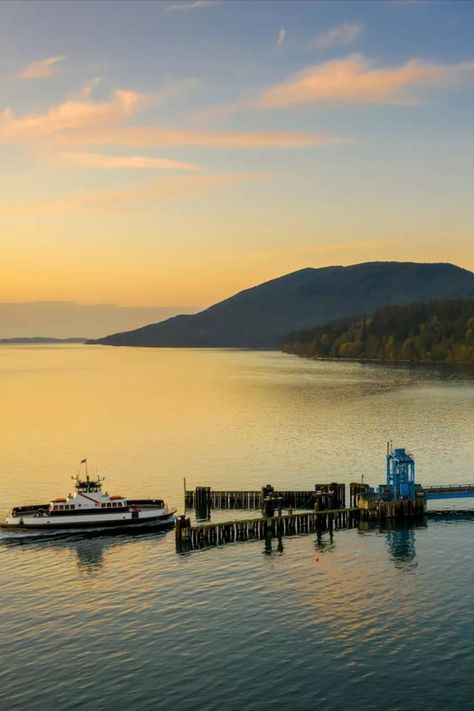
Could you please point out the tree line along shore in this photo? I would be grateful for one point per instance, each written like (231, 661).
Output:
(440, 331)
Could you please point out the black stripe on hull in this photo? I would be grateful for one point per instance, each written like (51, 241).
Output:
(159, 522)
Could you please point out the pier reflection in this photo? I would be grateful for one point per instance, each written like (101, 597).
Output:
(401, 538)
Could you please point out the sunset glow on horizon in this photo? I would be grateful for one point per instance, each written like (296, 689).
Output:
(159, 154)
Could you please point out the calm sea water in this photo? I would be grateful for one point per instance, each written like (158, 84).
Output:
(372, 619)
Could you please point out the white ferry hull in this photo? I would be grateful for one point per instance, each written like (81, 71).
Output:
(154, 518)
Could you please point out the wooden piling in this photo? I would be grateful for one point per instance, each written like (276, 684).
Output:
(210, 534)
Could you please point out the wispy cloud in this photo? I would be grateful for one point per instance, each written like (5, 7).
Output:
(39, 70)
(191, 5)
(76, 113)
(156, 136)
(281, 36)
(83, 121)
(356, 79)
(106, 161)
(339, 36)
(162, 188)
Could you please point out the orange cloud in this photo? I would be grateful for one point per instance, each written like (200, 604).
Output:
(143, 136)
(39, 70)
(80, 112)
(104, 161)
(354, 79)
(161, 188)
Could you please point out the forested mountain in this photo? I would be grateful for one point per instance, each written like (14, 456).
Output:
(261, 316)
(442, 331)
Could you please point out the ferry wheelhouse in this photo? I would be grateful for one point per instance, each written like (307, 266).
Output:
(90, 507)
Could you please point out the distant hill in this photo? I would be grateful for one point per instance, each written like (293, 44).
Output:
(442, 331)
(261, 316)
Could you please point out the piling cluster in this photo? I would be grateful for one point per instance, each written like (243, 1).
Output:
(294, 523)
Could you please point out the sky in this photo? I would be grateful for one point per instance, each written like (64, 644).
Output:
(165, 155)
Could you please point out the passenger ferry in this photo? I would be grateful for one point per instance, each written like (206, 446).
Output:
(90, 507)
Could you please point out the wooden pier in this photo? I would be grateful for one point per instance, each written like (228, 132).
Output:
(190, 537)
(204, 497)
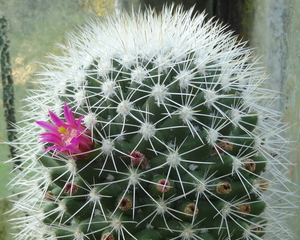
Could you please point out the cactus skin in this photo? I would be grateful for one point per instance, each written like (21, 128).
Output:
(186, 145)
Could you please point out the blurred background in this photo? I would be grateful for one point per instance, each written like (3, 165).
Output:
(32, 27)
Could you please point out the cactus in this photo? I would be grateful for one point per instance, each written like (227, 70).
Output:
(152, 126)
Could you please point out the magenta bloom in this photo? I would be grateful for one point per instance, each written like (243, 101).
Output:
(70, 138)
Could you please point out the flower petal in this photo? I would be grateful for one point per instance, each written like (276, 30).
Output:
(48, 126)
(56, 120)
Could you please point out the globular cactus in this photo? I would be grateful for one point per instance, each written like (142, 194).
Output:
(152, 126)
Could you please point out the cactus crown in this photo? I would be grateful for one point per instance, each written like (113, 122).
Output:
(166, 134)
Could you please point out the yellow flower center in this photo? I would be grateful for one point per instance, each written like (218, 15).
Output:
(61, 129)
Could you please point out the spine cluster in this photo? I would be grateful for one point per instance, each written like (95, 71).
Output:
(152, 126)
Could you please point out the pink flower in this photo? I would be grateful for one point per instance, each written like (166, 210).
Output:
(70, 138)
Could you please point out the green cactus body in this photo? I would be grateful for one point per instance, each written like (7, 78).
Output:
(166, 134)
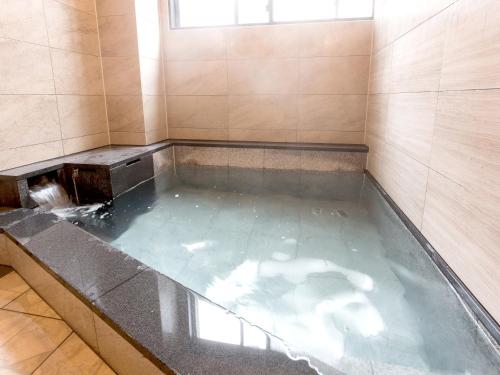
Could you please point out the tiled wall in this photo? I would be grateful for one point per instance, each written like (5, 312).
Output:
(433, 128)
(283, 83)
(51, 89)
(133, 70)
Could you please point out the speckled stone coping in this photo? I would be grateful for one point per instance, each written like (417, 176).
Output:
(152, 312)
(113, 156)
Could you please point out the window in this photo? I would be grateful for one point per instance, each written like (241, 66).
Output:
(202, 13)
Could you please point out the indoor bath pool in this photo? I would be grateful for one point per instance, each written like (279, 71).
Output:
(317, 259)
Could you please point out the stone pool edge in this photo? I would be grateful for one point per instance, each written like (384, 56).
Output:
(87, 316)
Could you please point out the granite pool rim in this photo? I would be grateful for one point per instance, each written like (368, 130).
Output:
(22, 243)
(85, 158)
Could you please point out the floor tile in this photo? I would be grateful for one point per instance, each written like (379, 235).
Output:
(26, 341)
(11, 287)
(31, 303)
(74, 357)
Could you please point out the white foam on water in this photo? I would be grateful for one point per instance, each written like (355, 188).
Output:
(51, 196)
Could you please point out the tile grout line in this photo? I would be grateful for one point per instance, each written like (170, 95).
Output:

-.-.-

* _TASK DETAILS_: Can you express every line of the rows above as a Markdown table with a Line No column numbering each line and a Text column holding the line itself, skipping blank lines and leaving out the pictures?

* _RESPONSE BELOW_:
| Line No | Text |
|---|---|
| 1 | Could you please point out the tree line along shore in this photo? I would be grateful for one point per instance, each written like (231, 661). |
| 2 | Output: |
| 3 | (440, 331) |
| 4 | Could you please point out the black stripe on hull in this photo? I would be grateful for one point per instance, each written like (51, 241). |
| 5 | Output: |
| 6 | (159, 522) |
| 7 | Could you please point out the pier reflection in this photo? I would be grateful for one point per instance, each written like (101, 597). |
| 8 | Output: |
| 9 | (401, 538) |
| 10 | Could you please point out the sunset glow on horizon in this photo? I would be grateful for one point per instance, each written like (296, 689). |
| 11 | Output: |
| 12 | (159, 154) |
| 13 | Could you please point out the calm sea water in this photo? I would be grateful for one point per instance, each written like (158, 84). |
| 14 | Output: |
| 15 | (372, 619) |
| 16 | Could you please point out the white ferry hull in this photo? I would be grateful for one point per instance, each written like (81, 71). |
| 17 | Output: |
| 18 | (154, 518) |
| 19 | Could you please point out the wooden piling in this photo? I would be grateful for one point per instance, each written like (276, 684). |
| 20 | Output: |
| 21 | (210, 534) |
| 22 | Could you please point out the wispy cloud in this photo? I would be grateful for one point per instance, each written like (5, 7). |
| 23 | Output: |
| 24 | (39, 70) |
| 25 | (191, 5) |
| 26 | (76, 113) |
| 27 | (156, 136) |
| 28 | (281, 36) |
| 29 | (83, 121) |
| 30 | (356, 79) |
| 31 | (106, 161) |
| 32 | (339, 36) |
| 33 | (162, 188) |
| 34 | Could you please point out the orange cloud in this photo? I would be grateful for one point per instance, each written like (200, 604). |
| 35 | Output: |
| 36 | (143, 136) |
| 37 | (39, 70) |
| 38 | (80, 112) |
| 39 | (104, 161) |
| 40 | (354, 79) |
| 41 | (161, 188) |
| 42 | Could you please point out the forested mountain in this photo? I would be grateful for one point per instance, each written like (14, 456). |
| 43 | Output: |
| 44 | (261, 316) |
| 45 | (442, 331) |
| 46 | Could you please point out the ferry wheelhouse in this photo? I would be grateful for one point per instance, each written like (307, 266). |
| 47 | Output: |
| 48 | (90, 507) |
| 49 | Could you please point out the distant hill in this photo? I would be grateful for one point per instance, each written like (293, 44). |
| 50 | Output: |
| 51 | (442, 331) |
| 52 | (261, 316) |
| 53 | Could you please point out the piling cluster in this photo? I would be grateful for one point per instance, each written like (243, 1). |
| 54 | Output: |
| 55 | (294, 523) |
| 56 | Could you please point out the sky in this photo? I would be grateful for one point per instance, each written like (64, 644). |
| 57 | Output: |
| 58 | (165, 155) |
| 59 | Could you please point out the passenger ferry in this photo? I would be grateful for one point per instance, each written like (206, 446). |
| 60 | Output: |
| 61 | (90, 507) |
| 62 | Could you please point out the wooden pier in this photo? I would be grateful for one point per instance, each written like (228, 132). |
| 63 | Output: |
| 64 | (190, 537) |
| 65 | (204, 497) |
| 66 | Could you please point out the cactus skin in this photo? I would be grateful for one point per instance, each written like (21, 128). |
| 67 | Output: |
| 68 | (186, 145) |
| 69 | Could you please point out the blurred background in this photo? I would be grateful for one point per instance, each written like (3, 165). |
| 70 | Output: |
| 71 | (32, 27) |
| 72 | Could you please point out the cactus in this photo? I would be grateful for one point per instance, each written like (227, 70). |
| 73 | Output: |
| 74 | (152, 126) |
| 75 | Could you please point out the magenta bloom in this photo? I would be grateful for one point per instance, each written like (243, 101). |
| 76 | Output: |
| 77 | (70, 138) |
| 78 | Could you please point out the flower petal in this photo? I would be grateful for one point per instance, each written like (276, 30). |
| 79 | Output: |
| 80 | (48, 126) |
| 81 | (56, 120) |
| 82 | Could you please point out the globular cactus in this photo? I would be grateful for one point per instance, each written like (142, 194). |
| 83 | Output: |
| 84 | (152, 126) |
| 85 | Could you please point out the cactus crown in this photo? I would be grateful for one point per instance, each written like (113, 122). |
| 86 | Output: |
| 87 | (166, 134) |
| 88 | Could you please point out the yellow flower center in this photo? I would be grateful for one point per instance, each written like (218, 15). |
| 89 | Output: |
| 90 | (61, 129) |
| 91 | Could you please point out the spine cluster in this photo? I would be grateful for one point per instance, each written like (95, 71). |
| 92 | Output: |
| 93 | (152, 126) |
| 94 | Could you please point out the pink flower in this photo? I would be grateful for one point per instance, each written like (166, 210). |
| 95 | Output: |
| 96 | (70, 138) |
| 97 | Could you please point out the green cactus body in this photo? I would be grateful for one point per instance, each written like (7, 78). |
| 98 | Output: |
| 99 | (166, 134) |
| 100 | Could you please point out the tiled wall in this photo? I would be grateful for one point per instance, each written like (5, 312). |
| 101 | Output: |
| 102 | (433, 128) |
| 103 | (283, 83) |
| 104 | (51, 89) |
| 105 | (133, 70) |
| 106 | Could you please point out the speckled stone coping in this photo? I would be grateful for one point per instance, each written like (417, 176). |
| 107 | Output: |
| 108 | (152, 312) |
| 109 | (113, 156) |
| 110 | Could you please point out the window in this photo? I would be grateful for one point per instance, each written like (241, 66). |
| 111 | Output: |
| 112 | (202, 13) |
| 113 | Could you please point out the indoor bath pool in this photo? I would be grateful for one point per instance, each written like (279, 71). |
| 114 | Output: |
| 115 | (317, 259) |
| 116 | Could you please point out the stone pool edge in this photo? I would be grateful for one point per instance, each written like (384, 56). |
| 117 | Output: |
| 118 | (87, 316) |
| 119 | Could you please point out the granite pool rim in this photo? I would be grateful for one point per instance, each written like (368, 130). |
| 120 | Output: |
| 121 | (22, 243) |
| 122 | (85, 158) |
| 123 | Could you please point out the floor tile in this photo? I would be grateful for one point per instance, each written like (379, 235). |
| 124 | Output: |
| 125 | (26, 341) |
| 126 | (11, 287) |
| 127 | (31, 303) |
| 128 | (74, 357) |
| 129 | Could you please point out the white foam on water in this photo? I would be grateful for one point per instance, each written like (355, 188). |
| 130 | Output: |
| 131 | (51, 196) |
| 132 | Could you please point out the tile grout line in this photo? I would be grateful for one point per instance, each written like (170, 95). |
| 133 | Output: |